Images do not belong in the copy. Retype all the entries below exactly.

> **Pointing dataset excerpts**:
========================
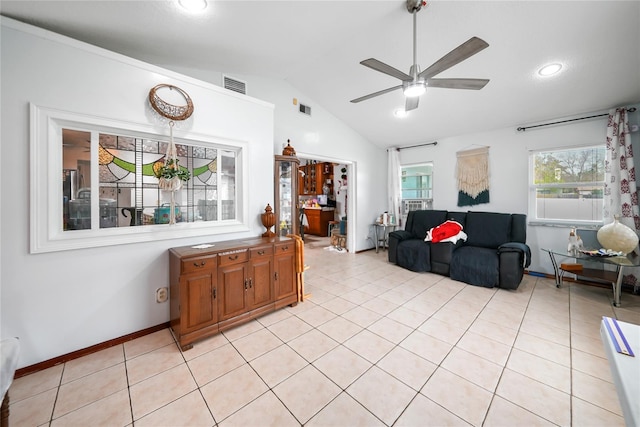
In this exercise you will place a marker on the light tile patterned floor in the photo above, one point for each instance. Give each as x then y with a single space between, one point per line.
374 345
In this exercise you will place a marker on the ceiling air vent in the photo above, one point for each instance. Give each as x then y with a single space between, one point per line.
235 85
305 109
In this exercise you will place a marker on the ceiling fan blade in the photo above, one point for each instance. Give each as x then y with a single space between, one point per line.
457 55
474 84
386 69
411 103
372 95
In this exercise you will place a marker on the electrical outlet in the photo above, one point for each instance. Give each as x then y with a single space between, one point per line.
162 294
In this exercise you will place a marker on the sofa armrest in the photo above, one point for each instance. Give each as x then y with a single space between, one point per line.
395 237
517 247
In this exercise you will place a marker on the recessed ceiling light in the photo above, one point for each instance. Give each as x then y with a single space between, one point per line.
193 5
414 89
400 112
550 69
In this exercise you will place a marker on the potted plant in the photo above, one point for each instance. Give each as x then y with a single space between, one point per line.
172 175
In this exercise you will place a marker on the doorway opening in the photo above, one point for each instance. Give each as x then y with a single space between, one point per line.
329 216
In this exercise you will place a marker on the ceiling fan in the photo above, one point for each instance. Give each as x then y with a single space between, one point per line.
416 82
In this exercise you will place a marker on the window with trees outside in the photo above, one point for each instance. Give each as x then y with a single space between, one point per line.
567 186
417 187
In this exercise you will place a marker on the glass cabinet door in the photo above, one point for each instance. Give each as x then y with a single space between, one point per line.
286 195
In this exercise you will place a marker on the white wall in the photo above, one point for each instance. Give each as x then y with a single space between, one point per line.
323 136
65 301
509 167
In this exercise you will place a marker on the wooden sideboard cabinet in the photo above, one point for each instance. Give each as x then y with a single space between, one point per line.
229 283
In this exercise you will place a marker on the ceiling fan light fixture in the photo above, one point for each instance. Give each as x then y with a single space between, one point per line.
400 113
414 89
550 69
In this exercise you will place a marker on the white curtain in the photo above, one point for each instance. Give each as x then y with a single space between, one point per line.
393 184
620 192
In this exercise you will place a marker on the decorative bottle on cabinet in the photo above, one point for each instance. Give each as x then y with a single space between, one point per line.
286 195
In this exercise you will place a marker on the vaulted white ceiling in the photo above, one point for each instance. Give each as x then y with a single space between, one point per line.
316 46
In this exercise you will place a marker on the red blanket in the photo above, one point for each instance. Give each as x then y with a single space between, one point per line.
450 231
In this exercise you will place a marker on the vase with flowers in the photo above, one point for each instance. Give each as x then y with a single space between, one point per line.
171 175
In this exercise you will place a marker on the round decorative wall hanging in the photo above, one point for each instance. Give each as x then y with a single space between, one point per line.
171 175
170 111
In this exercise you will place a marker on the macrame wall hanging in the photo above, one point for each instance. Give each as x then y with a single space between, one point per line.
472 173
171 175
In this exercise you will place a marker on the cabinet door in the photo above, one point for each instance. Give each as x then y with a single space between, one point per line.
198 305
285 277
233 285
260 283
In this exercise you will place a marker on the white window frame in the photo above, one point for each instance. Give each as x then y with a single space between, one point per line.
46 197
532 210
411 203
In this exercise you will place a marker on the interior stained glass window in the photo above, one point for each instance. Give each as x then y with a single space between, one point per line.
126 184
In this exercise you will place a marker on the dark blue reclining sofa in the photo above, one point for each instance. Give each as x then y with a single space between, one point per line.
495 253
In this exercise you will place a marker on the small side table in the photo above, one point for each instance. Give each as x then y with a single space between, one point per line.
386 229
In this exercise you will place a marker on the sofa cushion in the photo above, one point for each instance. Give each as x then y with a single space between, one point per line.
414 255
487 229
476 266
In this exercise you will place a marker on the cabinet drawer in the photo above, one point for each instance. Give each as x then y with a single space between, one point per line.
========================
> **Answer to the exercise**:
In this exercise you will place a marker on the light tile patterned floor in the photo above, one point for each instance. Give each as x then y with a single space between, one point per line.
374 345
In this exercise you will place a marker on the ceiling air vent in the photo above, one point for each instance. Give each as x then y with a single space between, one point per line.
235 85
305 109
In this exercise you will place a marker on the ceiling fan blade in the photo above, one point for each instance. Give each as x then y with a single space between, one point per line.
457 55
474 84
386 69
411 103
372 95
In this exercise you will place a marker on the electrical outlet in the photo above, one point for each instance. Give each as x then y with a single space between, one point per line.
162 294
In this exercise you will place a marker on the sofa armrest in the photo above, one point for each instance. Give each as x then y with a single space between, one point per line.
395 237
517 247
In this exercise you will place a marker on the recessed ceiling light in the photo above, one point for each instance. Give each as x then y with a single space between, one point per line.
193 5
414 89
400 112
550 69
In this exercise you will place a marker on the potted plant in the photo above, one point for each instance. Give each as x then y with a single space between, one point per line.
172 175
In this exercise you will place a marker on the doorway opening in the photo above, one point for each instance. Give each as x then y with a single space between, one point per line.
329 216
In this exercise you will place a marker on the ceiling fan in the photo above, one point for each instance. Give each as x then y with a single space between, one point per line.
416 82
In this exercise you will place a marker on the window with trees outside in the photo above, one point for each instance. Give each as x then y with a single space between, one point per line.
567 186
417 187
In this exercise you will place a marker on the glass cabinet door in the photo above, one point for each instance. Give each as x then y with a single space between, one point per line.
286 195
In this exercise you will place a marker on the white wall in the photo above, one point for each instance. Give each as x then y with a single space between, one point per line.
323 136
65 301
509 167
In this exercise you will place a marker on the wooden sideboard cabinet in the photo above, one point for each instance. Give each as x then y with a single space between, one point per line.
229 283
In this exercise you will place a marker on the ceiling fan light fixture in the photo above, one point for each instance. Give each as x then y with a single space between, one point per line.
400 113
414 89
550 69
In this exercise you will place a marker on the white curtain in the photo above, one point for each instance. Give each as x then y with a single space between, one point per line.
393 184
620 192
In this exercise you will place a marker on the decorative bottle on cabinet in the photo above, one point for each instance. Give each as x then y with a single space between, one point per line.
286 195
In this exercise you will place a marker on the vaulted white ceiling in the photo above, one point for each instance. Give each as x then y with a single space between, one point per line.
316 46
In this exercise you will place a marker on the red blanket in the photo above, one point for each instance. Give each as x then y with a single space between, one point per line.
450 231
In this exercise you will place a marker on the vase with flowers in the photo above, one point for each instance. Give each as x then y with a single space between, one point per line.
171 175
In this exercise you will place a marker on the round decorative wall hanging in the photo above, one point for each instance. Give each as x then y with a single space between, one point per line.
171 175
170 111
In this exercise you will place a marker on the macrame wall hanging in the photo above, one point for each instance. Give each as x then y with a single space between, one point per line.
472 173
171 175
In this exercise you will place a marker on the cabinet door in the photo above, one point for each instance. Give each as x then y with a single space between, one point per line.
198 305
285 277
233 285
260 283
In this exercise you will place a marker on the white window frame in the photo above, one point for each instance. Give each as x then y with a single space between, one point per line.
46 197
532 210
411 203
In this exercise you will place a marker on the interior stained glass window in the photo above, one point for each instance. Give each as x then y with a single space between, one point per line.
126 184
In this exercise you will place a marker on the dark blue reclining sofa in the photo above, one point for each instance. Give each as x then y with a single space between, one point per line.
495 253
In this exercise you will place a marker on the small side table in the photo above, one point for each instance. Give each as x then y with a single space between, one point per line.
386 229
In this exercise you will place a marker on the sofa cushion in the photo above, one point for each instance. Give each as x then y with a single space between, one point per line.
414 255
487 229
476 266
In this exercise you will place a marker on the cabinet drawer in the photo above, one point for each instance. Give each as x then y with a single space between, one point per line.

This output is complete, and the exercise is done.